TEXT SEGMENT:
Immune checkpoint blockade shows better therapeutic response in many tumor treatments [72]. We therefore analyzed the differential expression of immune checkpoints between the high-risk and low-risk groups. Except for HAVCR2, other immune checkpoints were differentially expressed between the high- and low-risk groups. Our findings suggest that BRCA may be particularly sensitive to combination checkpoint blockade therapy. Studies have shown that high LAG3 expression can induce EGFR-TKI and gefitinib resistance, as well as anti-PD-1 therapy resistance [73]. There are also studies, suggesting that ICOS activation may enhance the effects of inhibitory checkpoint blockade [74]. Ostroumov et al. [75] identified TIGIT as a potential target of immune checkpoint combination therapy by transcriptome analysis. In recent years, numerous studies have shown that cancer cells expressing CD274 may have an impact on regulatory T cells in the tumor microenvironment [76]. PDCD1 is closely associated with TMB, MSI, and immune cell infiltration, and can be used as a prognostic marker in various cancers [77]. A new finding suggested that IDO1 promotes GC metastasis and may be a promising target for GC anticancer therapy [78]. Hence, these immune checkpoints may offer new directions for breast cancer treatment.

Finally, we examined the mRNA expression levels of m1A-related genes in breast cancer tissues and normal breast tissues. Except for CD1C, other genes had lower mRNA levels in tumor tissues than in normal tissues. Studies have discovered that over-expression of MEOX2 promoted apoptosis through inhibiting the PI3K/Akt pathway in laryngeal cancer cells [79]. A study by Feiyu Mao et al. demonstrated that high expression of COL17A1 is a marker for predicting poor prognosis in pancreatic cancer and promoting tumor progression through the NF-κB pathway [80]. Another study demonstrated that elevated FREM1 expression in breast cancer is a marker of favorable prognosis and high levels of immune infiltration [56].

However, this study also has limitations. We only verified the mRNA expression of the genes and RIP-qPCR and western blot experiments of six m1A methylation-related key genes, especially the CD1C gene, should be completed in a follow-up study. In addition, the exploration of the original cohort data was not involved in this study and required further investigation [58]. Clinical experiments and in vivo and in vitro experiments are required to validate the correlation between m1A modification and BRCA, which could make our findings more sound and solid.

In conclusion, an m1A RNA methylation regulator-related prognostic model containing six genes (MEOX1, COL17A1, FREM1, CD1C, TNN, and SLIT3) was constructed, and the clinical correlation analysis and construction of the nomogram based on the prognostic model were conducted to provide a theoretical reference for individual counseling and clinical preventive intervention in BRCA. In addition, the prognostic gene expression had significant correlations with M0 macrophages and naive B cells. Various immune checkpoint molecules (ICOS, TIGIT, etc.) that were differentially expressed in the two risk groups might be considered potential therapeutic targets in BRCA. Moreover, mutations in FREM1 and TNN as well as the m1A RNA methylation regulator YTHDF1 occurred in the BRCA process. In the future, we will continue to carry out experimental verification.

WORK ORDER:
Can you write out the stretch of the breast cancer passage from "Finally, we examined" through "immune infiltration [56].", word for word? These items come from a separate source.

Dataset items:
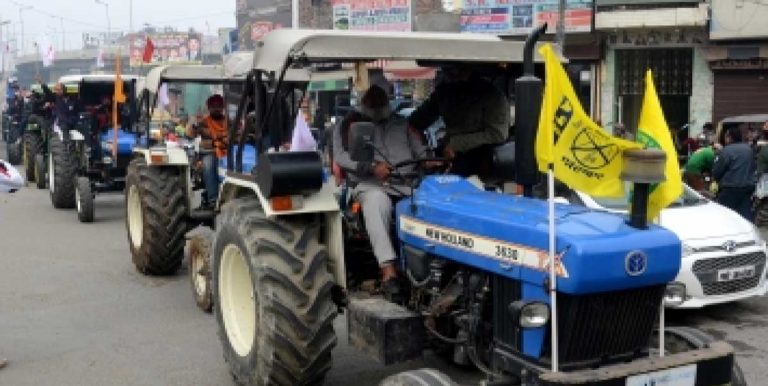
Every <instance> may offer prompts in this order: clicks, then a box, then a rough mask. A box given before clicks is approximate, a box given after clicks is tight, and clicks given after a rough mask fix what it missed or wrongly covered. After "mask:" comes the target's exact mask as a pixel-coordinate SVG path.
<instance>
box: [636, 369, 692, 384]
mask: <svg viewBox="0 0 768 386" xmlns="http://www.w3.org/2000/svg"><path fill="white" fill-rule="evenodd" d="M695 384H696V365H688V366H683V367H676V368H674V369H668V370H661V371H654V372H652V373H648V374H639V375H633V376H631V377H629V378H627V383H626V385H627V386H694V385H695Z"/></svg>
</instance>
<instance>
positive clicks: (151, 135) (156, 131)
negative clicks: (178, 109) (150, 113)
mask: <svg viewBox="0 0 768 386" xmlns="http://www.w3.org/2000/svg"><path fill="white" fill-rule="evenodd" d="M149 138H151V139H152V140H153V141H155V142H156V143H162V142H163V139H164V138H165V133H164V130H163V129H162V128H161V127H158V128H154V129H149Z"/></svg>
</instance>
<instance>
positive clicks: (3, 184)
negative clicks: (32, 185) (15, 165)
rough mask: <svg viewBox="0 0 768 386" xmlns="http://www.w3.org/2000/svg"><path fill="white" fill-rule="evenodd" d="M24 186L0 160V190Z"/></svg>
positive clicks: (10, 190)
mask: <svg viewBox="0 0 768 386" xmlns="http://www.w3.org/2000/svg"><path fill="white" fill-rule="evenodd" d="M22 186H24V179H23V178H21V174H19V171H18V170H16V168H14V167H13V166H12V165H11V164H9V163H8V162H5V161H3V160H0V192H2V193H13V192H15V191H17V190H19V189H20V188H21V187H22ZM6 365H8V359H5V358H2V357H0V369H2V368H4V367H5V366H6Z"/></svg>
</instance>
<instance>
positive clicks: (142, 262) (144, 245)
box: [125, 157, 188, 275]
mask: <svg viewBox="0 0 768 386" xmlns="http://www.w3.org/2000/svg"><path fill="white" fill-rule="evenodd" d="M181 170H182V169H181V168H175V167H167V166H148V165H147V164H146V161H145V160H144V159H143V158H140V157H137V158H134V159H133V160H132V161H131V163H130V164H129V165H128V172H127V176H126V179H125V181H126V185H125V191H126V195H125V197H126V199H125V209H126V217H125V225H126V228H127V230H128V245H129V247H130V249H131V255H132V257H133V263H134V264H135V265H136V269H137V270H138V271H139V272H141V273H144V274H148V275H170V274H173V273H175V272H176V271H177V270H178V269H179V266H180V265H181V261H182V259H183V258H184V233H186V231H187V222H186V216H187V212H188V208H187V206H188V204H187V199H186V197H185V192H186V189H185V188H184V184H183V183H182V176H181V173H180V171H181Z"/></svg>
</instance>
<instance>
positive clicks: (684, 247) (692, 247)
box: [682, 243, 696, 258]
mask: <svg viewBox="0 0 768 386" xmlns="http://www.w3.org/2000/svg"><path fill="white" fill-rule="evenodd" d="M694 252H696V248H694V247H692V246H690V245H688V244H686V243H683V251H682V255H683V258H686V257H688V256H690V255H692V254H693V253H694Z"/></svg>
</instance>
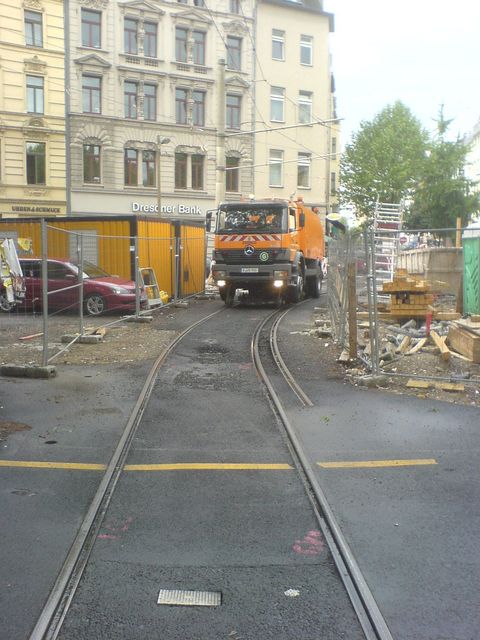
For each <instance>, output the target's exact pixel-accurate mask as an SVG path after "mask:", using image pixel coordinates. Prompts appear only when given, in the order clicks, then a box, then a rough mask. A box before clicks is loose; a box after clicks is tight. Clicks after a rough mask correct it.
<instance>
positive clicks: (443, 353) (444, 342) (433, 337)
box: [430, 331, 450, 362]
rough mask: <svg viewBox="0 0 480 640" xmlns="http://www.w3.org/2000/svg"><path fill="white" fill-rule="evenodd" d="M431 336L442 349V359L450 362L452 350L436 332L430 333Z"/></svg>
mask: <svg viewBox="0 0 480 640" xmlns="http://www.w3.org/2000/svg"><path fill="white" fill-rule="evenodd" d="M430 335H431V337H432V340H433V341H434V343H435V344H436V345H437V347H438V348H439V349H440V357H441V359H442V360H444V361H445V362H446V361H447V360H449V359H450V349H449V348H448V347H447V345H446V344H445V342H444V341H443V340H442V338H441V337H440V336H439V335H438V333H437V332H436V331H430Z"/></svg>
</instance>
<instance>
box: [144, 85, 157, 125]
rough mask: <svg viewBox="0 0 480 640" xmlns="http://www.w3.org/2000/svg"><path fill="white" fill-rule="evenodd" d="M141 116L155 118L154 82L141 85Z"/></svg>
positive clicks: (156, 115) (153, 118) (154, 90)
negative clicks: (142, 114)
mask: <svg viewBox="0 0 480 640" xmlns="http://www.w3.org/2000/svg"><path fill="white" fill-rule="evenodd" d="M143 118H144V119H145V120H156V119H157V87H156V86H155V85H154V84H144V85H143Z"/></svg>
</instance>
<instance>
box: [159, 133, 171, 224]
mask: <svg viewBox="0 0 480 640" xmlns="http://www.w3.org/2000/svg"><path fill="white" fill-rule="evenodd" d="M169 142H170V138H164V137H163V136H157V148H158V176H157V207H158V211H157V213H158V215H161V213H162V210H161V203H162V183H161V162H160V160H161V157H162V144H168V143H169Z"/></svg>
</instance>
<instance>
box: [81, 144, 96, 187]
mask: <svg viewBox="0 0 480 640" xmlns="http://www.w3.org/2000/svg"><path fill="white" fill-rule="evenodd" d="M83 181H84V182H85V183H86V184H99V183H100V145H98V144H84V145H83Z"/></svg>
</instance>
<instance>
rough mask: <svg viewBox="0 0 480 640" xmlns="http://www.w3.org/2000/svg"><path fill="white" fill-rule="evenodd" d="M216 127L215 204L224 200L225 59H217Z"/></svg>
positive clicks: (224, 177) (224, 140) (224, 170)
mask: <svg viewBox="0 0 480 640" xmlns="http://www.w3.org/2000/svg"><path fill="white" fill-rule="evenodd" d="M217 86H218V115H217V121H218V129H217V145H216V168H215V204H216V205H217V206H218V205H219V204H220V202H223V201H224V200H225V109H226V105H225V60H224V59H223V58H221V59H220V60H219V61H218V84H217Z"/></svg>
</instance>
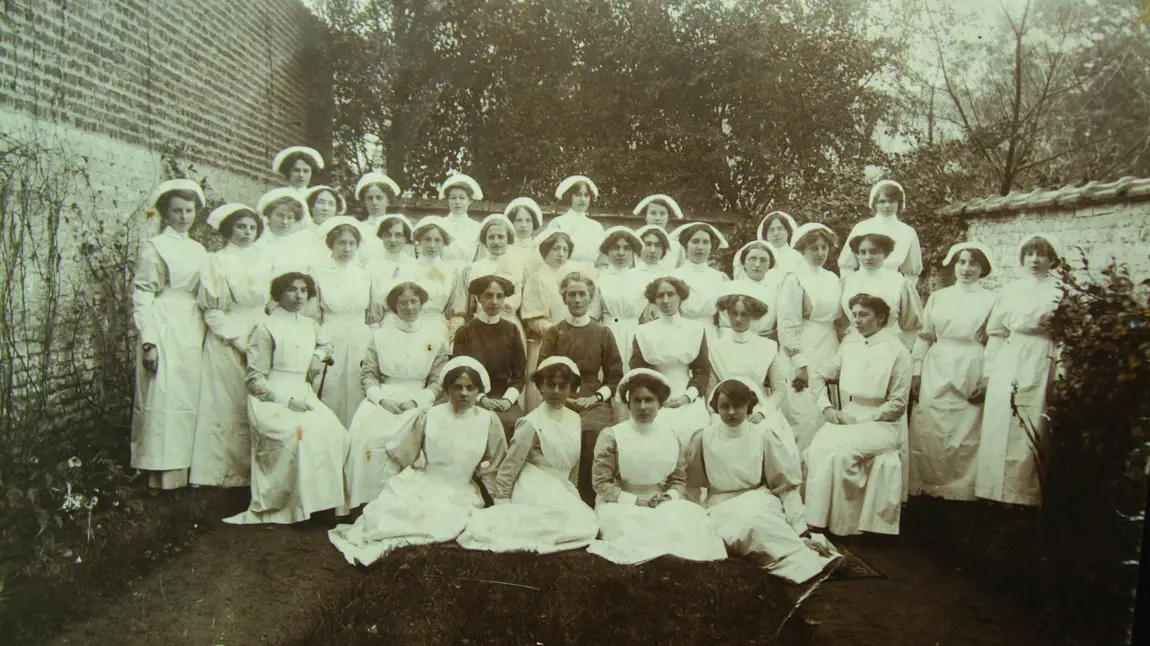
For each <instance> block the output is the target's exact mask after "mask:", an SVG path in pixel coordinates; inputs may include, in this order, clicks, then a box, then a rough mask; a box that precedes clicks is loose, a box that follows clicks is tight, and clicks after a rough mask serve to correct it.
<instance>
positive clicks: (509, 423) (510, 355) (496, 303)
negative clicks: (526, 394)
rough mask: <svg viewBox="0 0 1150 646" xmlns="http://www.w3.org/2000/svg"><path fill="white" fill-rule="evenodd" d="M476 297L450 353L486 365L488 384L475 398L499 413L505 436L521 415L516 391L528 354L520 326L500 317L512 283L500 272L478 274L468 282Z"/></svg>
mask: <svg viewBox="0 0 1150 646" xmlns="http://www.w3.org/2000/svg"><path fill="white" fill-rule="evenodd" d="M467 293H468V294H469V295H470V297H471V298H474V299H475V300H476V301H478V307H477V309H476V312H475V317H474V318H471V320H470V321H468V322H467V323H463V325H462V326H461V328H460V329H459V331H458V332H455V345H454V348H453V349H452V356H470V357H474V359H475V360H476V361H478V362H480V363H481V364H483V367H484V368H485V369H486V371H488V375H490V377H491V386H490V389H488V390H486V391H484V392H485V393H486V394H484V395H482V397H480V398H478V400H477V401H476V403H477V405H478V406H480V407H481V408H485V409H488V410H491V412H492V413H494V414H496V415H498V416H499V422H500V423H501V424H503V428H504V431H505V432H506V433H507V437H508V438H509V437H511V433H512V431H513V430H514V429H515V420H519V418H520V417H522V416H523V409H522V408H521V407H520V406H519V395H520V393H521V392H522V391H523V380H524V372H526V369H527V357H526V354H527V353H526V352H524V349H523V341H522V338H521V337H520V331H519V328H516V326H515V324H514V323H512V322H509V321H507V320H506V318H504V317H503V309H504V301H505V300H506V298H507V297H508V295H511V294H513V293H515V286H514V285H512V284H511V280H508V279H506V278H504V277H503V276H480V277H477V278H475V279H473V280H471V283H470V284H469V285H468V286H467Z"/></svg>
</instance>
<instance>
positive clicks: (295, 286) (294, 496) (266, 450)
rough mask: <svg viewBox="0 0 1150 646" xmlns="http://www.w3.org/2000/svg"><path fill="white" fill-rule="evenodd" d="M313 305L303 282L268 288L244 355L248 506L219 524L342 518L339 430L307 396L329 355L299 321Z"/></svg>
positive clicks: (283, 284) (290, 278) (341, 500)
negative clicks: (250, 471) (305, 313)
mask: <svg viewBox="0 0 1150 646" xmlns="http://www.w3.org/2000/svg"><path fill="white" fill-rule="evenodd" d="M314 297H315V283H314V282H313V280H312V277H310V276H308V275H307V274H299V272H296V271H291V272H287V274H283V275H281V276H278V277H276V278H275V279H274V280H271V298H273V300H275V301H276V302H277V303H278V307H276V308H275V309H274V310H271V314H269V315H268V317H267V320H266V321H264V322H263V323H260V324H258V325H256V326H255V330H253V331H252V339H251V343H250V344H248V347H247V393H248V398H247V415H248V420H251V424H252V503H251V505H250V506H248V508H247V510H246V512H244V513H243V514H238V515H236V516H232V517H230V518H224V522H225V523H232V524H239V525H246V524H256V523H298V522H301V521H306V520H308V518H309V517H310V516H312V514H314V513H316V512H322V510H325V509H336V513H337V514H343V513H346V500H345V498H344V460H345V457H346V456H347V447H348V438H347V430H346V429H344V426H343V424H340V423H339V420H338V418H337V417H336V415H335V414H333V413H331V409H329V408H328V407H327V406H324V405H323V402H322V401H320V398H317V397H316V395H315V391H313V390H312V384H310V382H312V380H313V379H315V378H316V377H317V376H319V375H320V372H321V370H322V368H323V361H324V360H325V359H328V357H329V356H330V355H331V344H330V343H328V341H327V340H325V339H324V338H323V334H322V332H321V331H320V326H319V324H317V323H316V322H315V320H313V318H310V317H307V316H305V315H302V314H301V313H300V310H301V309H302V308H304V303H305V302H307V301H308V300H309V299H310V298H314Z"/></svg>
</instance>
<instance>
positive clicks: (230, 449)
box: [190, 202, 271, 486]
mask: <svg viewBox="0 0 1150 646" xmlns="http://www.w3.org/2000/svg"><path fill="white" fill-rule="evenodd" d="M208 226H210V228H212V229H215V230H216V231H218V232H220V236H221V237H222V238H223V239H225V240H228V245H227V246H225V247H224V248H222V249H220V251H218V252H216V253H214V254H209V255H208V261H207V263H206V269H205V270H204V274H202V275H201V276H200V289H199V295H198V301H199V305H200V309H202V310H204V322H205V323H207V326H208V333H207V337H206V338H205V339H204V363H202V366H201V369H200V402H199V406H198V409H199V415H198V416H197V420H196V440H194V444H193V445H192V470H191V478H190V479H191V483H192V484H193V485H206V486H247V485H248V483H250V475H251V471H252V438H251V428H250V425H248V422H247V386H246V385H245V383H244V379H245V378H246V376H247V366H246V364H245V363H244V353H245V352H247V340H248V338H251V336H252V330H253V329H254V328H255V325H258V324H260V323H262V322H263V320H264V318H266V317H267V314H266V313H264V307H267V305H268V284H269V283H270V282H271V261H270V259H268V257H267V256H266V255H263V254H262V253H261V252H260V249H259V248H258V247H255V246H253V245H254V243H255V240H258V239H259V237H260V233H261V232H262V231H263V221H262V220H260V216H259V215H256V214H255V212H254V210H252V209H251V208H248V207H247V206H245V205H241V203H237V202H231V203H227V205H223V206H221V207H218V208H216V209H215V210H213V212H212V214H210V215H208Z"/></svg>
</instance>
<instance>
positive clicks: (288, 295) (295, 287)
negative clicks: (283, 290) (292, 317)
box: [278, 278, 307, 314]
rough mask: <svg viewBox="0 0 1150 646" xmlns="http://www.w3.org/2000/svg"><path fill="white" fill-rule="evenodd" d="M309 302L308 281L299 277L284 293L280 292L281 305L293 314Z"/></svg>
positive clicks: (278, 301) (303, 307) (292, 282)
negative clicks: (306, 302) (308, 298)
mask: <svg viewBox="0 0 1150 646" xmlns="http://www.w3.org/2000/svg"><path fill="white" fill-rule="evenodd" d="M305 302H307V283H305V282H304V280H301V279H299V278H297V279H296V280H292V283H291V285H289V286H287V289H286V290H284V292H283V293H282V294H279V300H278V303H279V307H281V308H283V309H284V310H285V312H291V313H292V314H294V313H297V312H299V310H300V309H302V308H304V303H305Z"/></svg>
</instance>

FINISHED TASK:
Finally, we examined the mRNA expression levels of m1A-related genes in breast cancer tissues and normal breast tissues. Except for CD1C, other genes had lower mRNA levels in tumor tissues than in normal tissues. Studies have discovered that over-expression of MEOX2 promoted apoptosis through inhibiting the PI3K/Akt pathway in laryngeal cancer cells [79]. A study by Feiyu Mao et al. demonstrated that high expression of COL17A1 is a marker for predicting poor prognosis in pancreatic cancer and promoting tumor progression through the NF-κB pathway [80]. Another study demonstrated that elevated FREM1 expression in breast cancer is a marker of favorable prognosis and high levels of immune infiltration [56].